[Passage given]

◆ ◆ ◆ ◆ ◆

Ever needed to use multiple programming languages in the same project?
When working on a project with limited scope, like web serves API layer, single page web application or even the firmware of an embedded controller, you can stick to your selected language. In the worst case you will have to expose some kind of interface or API so your code can be integrated with other components.
However, when the scope of the project increase, this might no longer be valid. Ever heared the dreaded words “Great job for implementing the driver for this camera. Now I want to control it over the web” or “Man your web dashboard software is great. I want to monitor my automated greenhouse with it”?
Remember the horrible feeling after realizing that this new requirements increase the scope of your project in a way that your current technology stack cannot handle. And the client doesn’t seems to care. After all he doesn’t care about frameworks or computer languages. He mostly care about the results.
Depending on the team size and your position, the decision what to do may lay on your shoulders. So … what are the options?
In this article I will give you an overview of the most common ways to combine the strength of multiple programming languages.
There are few main ways to integrate multiple languages to work together:
This is a really popular architecture, used and preferred by many developers. The project is divided into few smaller projects (services). Each of these services is deployed independently and runs in a isolated process in the operating system. It communicates with the other services through a contract. A strict definitions of supported messages structures and data types.
A Microservice can expose multiple different functions. Each of them having specific arguments, return data type specification, and a messaging format (JSON, SOAP, custom messaging protocol). As long as the service implements the contract, it doesn’t matter what is the language that it is written in, nor the other technologies used.
When using the network to communicate, the services don’t care if they are deployed on single computer or on multiple machines. It really shines best when used on cloud environments.
Any functionality can be exposed as a service: “payment processing module”, “speech recognition module”, “key/value storage” and so on.
- The services are decoupled. you can add any implementation and use any language as long as you stay true to the contract They are easily scalable.
- You can run all your services on 1 computer, or split them into multiple machine.
- Without adding too much complexity you can run multiple instances of one service as a cluster. Using this, you can handle huge workloads.
Imagine a scenario where we have multiple nested service calls. Service 1 calls Service 2 and Service 2 in terms calls Service 3. We will have to wait a bit to get the end result of the call to service 1. This might be fine for applications that can afford to wait, but it is a deal breaker when we need ultra fast responses.
Since the network has a limitation in speed, in order to increase the throughput, you can use shared memory instead of network to communicate. This greatly increase the amount of data that can be transferred between the services. The limitation of this is that it only works if the processes are on the same machine.

◆ ◆ ◆ ◆ ◆

[Available data]
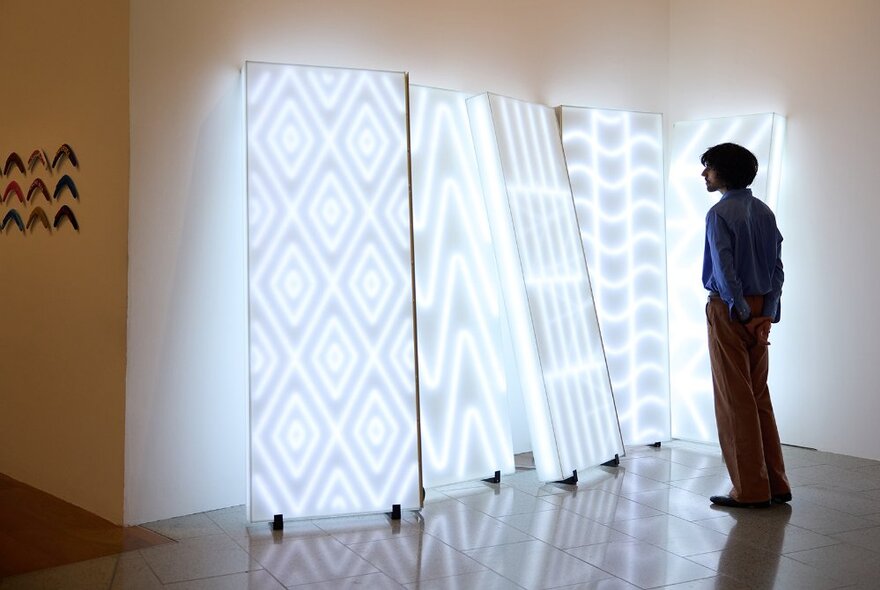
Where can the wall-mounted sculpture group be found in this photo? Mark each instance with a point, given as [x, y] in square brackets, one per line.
[418, 265]
[32, 215]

◆ ◆ ◆ ◆ ◆

[To-do list]
[1] From the article on combining programming languages, set down the passage starting at "Any functionality can" and ending at "handle huge workloads.".
[2] In the article on combining programming languages, why can services use shared memory instead of the network to communicate, and what limit does that carry? Answer in one to three sentences.
[3] Continue the article on combining programming languages from its final sentence.

[Expected responses]
[1]
Any functionality can be exposed as a service: “payment processing module”, “speech recognition module”, “key/value storage” and so on.
- The services are decoupled. you can add any implementation and use any language as long as you stay true to the contract They are easily scalable.
- You can run all your services on 1 computer, or split them into multiple machine.
- Without adding too much complexity you can run multiple instances of one service as a cluster. Using this, you can handle huge workloads.

[2] The network is limited in speed, so shared memory raises throughput and greatly increases the amount of data the services can transfer. Its limitation is that it only works when the processes are on the same machine.

[3]
And just to add some numbers to this. As part of one hobby project, I had to create a fast data transfer between processes that work on the same machine. With just a slightly optimized memory based communication library in Java I was able to achieve a transfer speed up to 6 millions messages per second. Each one of them 20 bytes of data that was serialized, transmitted and deserialized at the other end. This makes for around 120 million transferred bytes per second. Just for a simple comparison, my LAN card transfer data at speed up to 100Mbit/s which is around 12 million bytes.
To use the best of both worlds, sometimes we can use communication libraries. Some of them can be configured to use shared memory when communicating with processes on the same machine and network, when communicating with remote computer. This however will add more dependencies to your project.
In case ultra low latency in not one of the virtues of the project, I would go for the microservices option. However, latency is a sensitive topic when it comes to robotics and systems that have to work in “real-time”.
If we want to use external functions written in other languages we can call them from our code using libraries. There are a few alternatives as how this might happen:
c / c++ – The compilation of the system languages results in native code. This makes their integration easy as long as you have the correct header files and link your code with the external libraries. Most compilers usually have a way to define the dependencies of your code to the needed external libraries.
Some of the interpreted languages nowadays are compiled to an intermediate language. Then executed on virtual machines for performance reasons. If two languages can be compiled to the same intermediate language, this helps a lot when integrating them. An example for such intermediate format is the Java bytecode.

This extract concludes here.